TRECHO DO TEXTO:
((

OPINIÃO

Notícia promissora

11/04/2024 | Tempo de leitura: 3 min

A mãe me mandou mensagem bendizendo a Deus. Emocionei-me com ela. São tantas as suas orações. Mulher de fé, de olhar voltado para o Céu.

O dia a dia, desde pequenina, lhe tirou tantas coisas! Foi no percurso, para conhecê-la no hospital, que o acidente levou o pai. A mãe foi cinco anos depois. A irmã com o marido, de situação financeira difícil, acolheu os irmãos. A menina era de idade semelhante à da prima.  Estavam com nove anos quando saíam pelos arredores e no centro, para conseguir um pouco de alimento. Poderia ser mesmo dos latões de lanchonete e restaurante, que guardavam na latinha de cera. A mãe trabalhara de faxina e o pai de ajudante de caminhão. Não tiveram pensão os filhos menores e ainda ficou, da mãe, o último aluguel dos cômodos em que moravam na viela.

))

REGISTROS EXTRAÍDOS:
((

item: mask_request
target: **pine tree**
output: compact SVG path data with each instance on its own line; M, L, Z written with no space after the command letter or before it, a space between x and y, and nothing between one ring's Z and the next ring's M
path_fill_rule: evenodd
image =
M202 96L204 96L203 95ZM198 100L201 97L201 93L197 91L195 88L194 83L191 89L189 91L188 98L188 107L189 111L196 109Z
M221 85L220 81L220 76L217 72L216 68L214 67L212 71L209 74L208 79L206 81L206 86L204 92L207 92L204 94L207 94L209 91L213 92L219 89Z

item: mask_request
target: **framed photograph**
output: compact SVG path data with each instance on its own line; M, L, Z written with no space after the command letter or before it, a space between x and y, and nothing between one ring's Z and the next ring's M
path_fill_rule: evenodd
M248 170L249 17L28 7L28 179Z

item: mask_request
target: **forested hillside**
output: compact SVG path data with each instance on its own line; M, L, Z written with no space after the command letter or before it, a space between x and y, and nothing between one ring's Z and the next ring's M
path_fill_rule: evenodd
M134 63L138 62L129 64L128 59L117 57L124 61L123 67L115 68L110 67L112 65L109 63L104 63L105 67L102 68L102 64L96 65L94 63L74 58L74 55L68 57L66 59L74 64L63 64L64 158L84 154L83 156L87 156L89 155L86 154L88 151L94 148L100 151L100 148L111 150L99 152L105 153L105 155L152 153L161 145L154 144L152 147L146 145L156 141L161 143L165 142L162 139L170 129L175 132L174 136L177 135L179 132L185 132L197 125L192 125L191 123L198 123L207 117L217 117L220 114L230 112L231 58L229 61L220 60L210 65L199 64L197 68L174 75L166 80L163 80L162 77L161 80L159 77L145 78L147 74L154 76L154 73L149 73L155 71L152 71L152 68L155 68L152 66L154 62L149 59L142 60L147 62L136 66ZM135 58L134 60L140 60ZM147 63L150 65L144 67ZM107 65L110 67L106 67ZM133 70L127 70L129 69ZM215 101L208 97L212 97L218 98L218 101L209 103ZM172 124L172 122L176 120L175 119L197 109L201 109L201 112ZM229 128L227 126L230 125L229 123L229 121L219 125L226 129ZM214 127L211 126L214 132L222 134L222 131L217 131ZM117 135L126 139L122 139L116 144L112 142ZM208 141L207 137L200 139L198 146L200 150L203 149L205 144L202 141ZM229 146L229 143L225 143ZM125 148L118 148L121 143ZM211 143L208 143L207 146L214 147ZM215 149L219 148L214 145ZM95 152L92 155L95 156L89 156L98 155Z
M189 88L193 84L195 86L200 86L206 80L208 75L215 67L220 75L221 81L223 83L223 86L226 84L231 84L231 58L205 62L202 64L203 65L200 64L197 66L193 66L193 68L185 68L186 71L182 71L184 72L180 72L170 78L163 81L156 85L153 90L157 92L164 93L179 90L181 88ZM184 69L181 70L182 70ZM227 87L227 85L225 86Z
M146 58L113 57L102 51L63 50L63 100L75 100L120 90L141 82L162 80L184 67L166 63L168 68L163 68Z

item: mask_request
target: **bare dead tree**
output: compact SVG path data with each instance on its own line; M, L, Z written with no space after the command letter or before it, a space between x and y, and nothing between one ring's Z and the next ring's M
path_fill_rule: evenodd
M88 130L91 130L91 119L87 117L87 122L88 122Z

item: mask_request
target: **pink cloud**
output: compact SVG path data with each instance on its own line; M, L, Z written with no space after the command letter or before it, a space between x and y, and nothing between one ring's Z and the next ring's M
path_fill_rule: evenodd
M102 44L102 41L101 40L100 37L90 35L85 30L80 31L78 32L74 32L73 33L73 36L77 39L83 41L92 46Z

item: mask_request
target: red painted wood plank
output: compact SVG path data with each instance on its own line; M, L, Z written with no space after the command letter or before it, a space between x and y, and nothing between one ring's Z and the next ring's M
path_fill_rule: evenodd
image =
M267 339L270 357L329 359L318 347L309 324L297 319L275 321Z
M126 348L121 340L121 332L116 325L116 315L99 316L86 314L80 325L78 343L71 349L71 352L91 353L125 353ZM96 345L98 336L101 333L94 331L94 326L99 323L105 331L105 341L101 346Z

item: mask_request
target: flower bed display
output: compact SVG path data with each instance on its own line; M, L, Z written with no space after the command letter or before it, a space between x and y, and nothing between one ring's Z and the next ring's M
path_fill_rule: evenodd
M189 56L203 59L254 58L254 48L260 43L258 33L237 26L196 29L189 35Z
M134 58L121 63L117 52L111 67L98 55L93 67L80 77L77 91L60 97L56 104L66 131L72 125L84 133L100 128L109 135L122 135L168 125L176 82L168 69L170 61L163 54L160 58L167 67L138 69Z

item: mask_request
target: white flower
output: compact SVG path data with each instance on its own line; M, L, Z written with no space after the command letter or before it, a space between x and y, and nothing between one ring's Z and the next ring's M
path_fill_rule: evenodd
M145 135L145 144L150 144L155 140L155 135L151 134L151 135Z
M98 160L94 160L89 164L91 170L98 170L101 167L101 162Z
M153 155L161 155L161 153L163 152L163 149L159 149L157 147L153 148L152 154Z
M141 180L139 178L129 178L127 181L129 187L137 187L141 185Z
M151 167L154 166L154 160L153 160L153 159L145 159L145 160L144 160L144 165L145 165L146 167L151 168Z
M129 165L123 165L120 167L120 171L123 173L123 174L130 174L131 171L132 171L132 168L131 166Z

))

INSTRUÇÕES DA TAREFA: Prossiga a crônica "Notícia promissora", sobre a infância difícil de uma mulher de fé, a partir da última frase apresentada. O material não tem papel algum aqui.

RESULTADO DA TAREFA:
Estudaram um pouco. Brincaram tão pouco quanto estudaram. Gostavam, no dia de chuva forte, percorrer as ruas na sarjeta. Era ali que também colocavam barquinhos de papel feitos pela irmã mais velha, imaginando que chegariam em algum porto de terras encantadas. No Natal, os barquinhos eram de papel colorido.

Levavam a vida de acordo com as possibilidades. E por serem viáveis para jovens inescrupulosos que desejavam exercer sua masculinidade sem caráter, tornaram-se presas fáceis em troca de pastel, bombom, bolo com creme...

Para ela e mais gente sua, eram para consumo. Fazer o quê? Consideravam que "sair da linha" era culpa delas. Ah, meu Deus, nesse mundo com tantas diferenças sociais! Não tinham e continuam não possuindo consciência da imensa cratera que existe entre os empobrecidos e os com melhores condições econômicas, a respeito de oportunidades.

Foram assim empurradas para troca com suas carnes, que jamais lhes deu condições de viver dignamente. Empurradas para ser prazer por momentos. Uso e abuso.

Por sua fé – jamais a perdeu -, ela me lembra o que disse Dom Hélder Câmara: "Aceita as surpresas que transformam teus planos, derrubam teus sonhos, dão rumo totalmente diverso ao teu dia e, quem sabe, à tua vida. Não há acaso. Dá liberdade ao Pai, para que Ele mesmo conduza a trama dos teus dias".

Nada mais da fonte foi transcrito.